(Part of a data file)
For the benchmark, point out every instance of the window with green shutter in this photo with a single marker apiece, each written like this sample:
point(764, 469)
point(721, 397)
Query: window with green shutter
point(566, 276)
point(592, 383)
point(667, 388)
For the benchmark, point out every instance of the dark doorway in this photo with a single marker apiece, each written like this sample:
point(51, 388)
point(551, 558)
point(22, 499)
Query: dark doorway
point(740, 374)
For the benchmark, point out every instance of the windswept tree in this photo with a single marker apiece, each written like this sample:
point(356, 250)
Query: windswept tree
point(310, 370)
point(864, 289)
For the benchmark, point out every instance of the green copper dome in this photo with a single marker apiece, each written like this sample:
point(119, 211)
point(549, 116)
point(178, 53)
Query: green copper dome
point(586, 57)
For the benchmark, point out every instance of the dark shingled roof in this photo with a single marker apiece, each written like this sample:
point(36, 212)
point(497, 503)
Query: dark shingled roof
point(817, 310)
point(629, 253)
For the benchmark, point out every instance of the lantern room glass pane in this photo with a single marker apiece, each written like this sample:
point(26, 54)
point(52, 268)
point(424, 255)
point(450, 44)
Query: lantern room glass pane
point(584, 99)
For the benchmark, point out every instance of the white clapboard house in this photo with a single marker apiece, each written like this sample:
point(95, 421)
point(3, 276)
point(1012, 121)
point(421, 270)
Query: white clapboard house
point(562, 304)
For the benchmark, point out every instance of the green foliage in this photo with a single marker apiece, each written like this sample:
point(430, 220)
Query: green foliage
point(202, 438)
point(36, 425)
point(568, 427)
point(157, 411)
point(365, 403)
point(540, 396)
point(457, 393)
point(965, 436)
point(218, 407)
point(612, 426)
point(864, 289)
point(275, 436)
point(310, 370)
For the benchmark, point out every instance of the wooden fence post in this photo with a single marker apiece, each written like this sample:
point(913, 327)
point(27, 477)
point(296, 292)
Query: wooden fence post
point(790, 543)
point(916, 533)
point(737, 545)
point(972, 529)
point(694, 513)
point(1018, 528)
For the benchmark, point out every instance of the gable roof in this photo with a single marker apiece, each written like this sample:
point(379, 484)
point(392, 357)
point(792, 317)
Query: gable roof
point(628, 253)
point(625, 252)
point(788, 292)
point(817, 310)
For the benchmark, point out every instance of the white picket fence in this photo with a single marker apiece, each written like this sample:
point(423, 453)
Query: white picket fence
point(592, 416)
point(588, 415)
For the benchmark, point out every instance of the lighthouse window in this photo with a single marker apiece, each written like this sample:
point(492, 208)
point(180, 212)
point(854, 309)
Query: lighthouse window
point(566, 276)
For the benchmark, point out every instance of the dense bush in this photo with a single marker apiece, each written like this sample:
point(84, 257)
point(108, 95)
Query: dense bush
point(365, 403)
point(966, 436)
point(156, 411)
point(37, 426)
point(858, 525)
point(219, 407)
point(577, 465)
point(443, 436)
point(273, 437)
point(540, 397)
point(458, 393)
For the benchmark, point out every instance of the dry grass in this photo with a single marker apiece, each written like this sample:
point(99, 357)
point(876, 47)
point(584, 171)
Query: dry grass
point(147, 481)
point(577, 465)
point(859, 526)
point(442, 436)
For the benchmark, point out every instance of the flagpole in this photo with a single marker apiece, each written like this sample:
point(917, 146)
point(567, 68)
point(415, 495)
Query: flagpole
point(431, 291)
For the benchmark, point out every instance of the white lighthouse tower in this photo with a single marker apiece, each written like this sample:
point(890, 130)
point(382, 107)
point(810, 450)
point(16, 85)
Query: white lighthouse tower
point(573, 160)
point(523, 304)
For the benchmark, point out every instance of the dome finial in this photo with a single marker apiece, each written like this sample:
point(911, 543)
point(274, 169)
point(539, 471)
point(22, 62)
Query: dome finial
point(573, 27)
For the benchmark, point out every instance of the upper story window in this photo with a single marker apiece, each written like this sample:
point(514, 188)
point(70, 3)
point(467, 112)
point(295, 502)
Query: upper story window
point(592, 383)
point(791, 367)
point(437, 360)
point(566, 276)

> TASK DETAILS
Copy every row above line for line, keeping each character as it appears.

> EXERCISE SOLUTION
For the benchmark, point out every instance of the window with green shutter in this photo with a single marker apiece, each written like this sample:
point(764, 469)
point(721, 397)
Query: window with green shutter
point(566, 276)
point(592, 383)
point(667, 388)
For the benchmark, point out every instance of the dark doorway in this photo with a single marker apiece, each written like this sample:
point(51, 388)
point(551, 558)
point(22, 499)
Query: dark doorway
point(740, 374)
For the benchmark, point out every instance of the windswept tree in this photo with a single marker apiece, each written like this sample:
point(356, 250)
Query: windswept tree
point(310, 370)
point(864, 289)
For the benchmark, point out every instance of the green copper dome in this photo with a single marker apiece, each written like this sample:
point(119, 211)
point(549, 116)
point(178, 53)
Query: green copper dome
point(586, 57)
For the benchmark, point out every instance of the dark shingled roof in this photo with a single marker apiece, each written like this sample:
point(36, 212)
point(497, 503)
Query: dark shingled roof
point(817, 310)
point(629, 253)
For the benchmark, point out every instance of the lantern room glass pane in this photo with a single marker apiece, each written like this sample:
point(26, 54)
point(52, 268)
point(424, 255)
point(450, 44)
Query: lantern room glass pane
point(584, 99)
For the benchmark, point out every instance of the white clapboard house in this photo with a single marker apiece, each written like this sample:
point(95, 421)
point(3, 276)
point(1012, 121)
point(421, 270)
Query: white clapboard house
point(562, 304)
For the benchmark, point out every instance of the green foliage in this photo with a single marker apiece, each written like this sample:
point(430, 220)
Query: green foliage
point(202, 438)
point(36, 425)
point(568, 427)
point(157, 411)
point(365, 403)
point(540, 396)
point(457, 393)
point(965, 436)
point(218, 407)
point(612, 426)
point(864, 289)
point(275, 436)
point(310, 370)
For the benchmark, point out every instance of the wooden fence post in this photo with a single marker apiece, each written like this sample:
point(913, 327)
point(27, 477)
point(296, 292)
Query: wooden fence post
point(790, 543)
point(916, 533)
point(737, 545)
point(972, 529)
point(694, 513)
point(1018, 528)
For the benchmark, point out every instance of the gable roof in this photo with a single marker apiece, each written like this sample:
point(379, 484)
point(392, 357)
point(792, 317)
Query: gable roof
point(628, 253)
point(625, 252)
point(788, 292)
point(817, 310)
For the benchmark, point out every instance of the white picket fence in this photo with a single marker apiece, each written like this sample:
point(423, 453)
Query: white picket fence
point(592, 416)
point(588, 415)
For the benchmark, point out every instance of the lighthouse window in this photo with a single marker apiece, each written like this sample:
point(492, 208)
point(180, 212)
point(854, 309)
Query: lighthouse window
point(566, 276)
For the benchmark, point out every instance of the dense bush in this photo with a single marker apiece, each written like this sample:
point(84, 257)
point(108, 95)
Query: dense bush
point(365, 403)
point(966, 436)
point(156, 411)
point(37, 426)
point(858, 525)
point(219, 407)
point(577, 465)
point(443, 436)
point(273, 437)
point(540, 397)
point(458, 393)
For the benchmark, point out every instance of the dry grass in this photo with a single marker apiece, each written like this sample:
point(99, 357)
point(876, 47)
point(584, 171)
Query: dry grass
point(147, 481)
point(577, 465)
point(859, 526)
point(442, 436)
For the benchmark, point out every instance of the flagpole in this photo with a single marker apiece, each written like this sample:
point(917, 146)
point(567, 68)
point(415, 495)
Query: flagpole
point(431, 291)
For the benchmark, point out every instance of the white lighthouse tower in this photo with a single marker apiece, each written like this sample:
point(890, 130)
point(382, 107)
point(810, 450)
point(16, 85)
Query: white lighthouse tower
point(573, 160)
point(523, 304)
For the benchmark, point out every instance of the dome finial in this photo with a single marker apiece, each written like this sample:
point(911, 543)
point(274, 169)
point(539, 471)
point(22, 62)
Query: dome finial
point(573, 27)
For the benchmark, point out every instance of the upper story window in this photo with a single marker apiece, each written like this sample:
point(514, 188)
point(70, 3)
point(467, 112)
point(295, 502)
Query: upper story window
point(592, 383)
point(791, 367)
point(437, 360)
point(566, 276)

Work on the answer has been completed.